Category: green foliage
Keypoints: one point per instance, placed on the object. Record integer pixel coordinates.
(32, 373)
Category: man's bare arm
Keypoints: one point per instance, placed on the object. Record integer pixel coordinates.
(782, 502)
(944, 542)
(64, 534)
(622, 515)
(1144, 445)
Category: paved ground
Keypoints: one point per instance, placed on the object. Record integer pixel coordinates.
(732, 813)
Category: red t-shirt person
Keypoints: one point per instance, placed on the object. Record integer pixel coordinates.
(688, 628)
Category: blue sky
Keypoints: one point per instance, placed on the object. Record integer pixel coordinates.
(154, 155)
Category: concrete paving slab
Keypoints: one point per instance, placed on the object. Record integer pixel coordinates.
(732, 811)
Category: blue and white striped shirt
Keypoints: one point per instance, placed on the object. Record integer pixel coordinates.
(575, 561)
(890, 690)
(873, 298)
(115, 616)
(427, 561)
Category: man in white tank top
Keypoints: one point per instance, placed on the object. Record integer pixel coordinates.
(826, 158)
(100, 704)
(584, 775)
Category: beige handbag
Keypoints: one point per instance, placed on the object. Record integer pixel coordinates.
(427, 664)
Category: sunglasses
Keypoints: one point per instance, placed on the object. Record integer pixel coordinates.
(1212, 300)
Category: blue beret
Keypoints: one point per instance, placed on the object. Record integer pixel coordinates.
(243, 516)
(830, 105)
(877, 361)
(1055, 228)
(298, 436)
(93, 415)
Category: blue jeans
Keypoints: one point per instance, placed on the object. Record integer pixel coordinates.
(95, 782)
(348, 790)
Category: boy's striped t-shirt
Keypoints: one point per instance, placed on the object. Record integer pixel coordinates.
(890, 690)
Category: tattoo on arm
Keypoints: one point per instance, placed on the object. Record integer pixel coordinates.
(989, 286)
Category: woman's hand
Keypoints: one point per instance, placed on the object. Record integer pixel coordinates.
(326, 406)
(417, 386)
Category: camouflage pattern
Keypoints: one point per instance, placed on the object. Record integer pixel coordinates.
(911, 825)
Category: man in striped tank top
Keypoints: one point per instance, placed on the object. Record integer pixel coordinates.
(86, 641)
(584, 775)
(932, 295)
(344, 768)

- - -

__Что сделать__. Масштабируйте строки материала от его начала до строки с «(1144, 445)» включительно. Перепишите их все целиком, умножив каждую координату отмеченных точек на 2,25 и округлив до целого (половины вверх); остальной текст и прочие числа оставьте без изменений.

__Решение задания__.
Category: green foliage
Keypoints: one point per instance, placed on the object. Record integer pixel coordinates.
(72, 839)
Category: man's bare arm
Keypoints: one point per instance, placed on the object. Record integer pixel coordinates.
(1760, 1130)
(2124, 1220)
(144, 1202)
(1400, 1159)
(2574, 1001)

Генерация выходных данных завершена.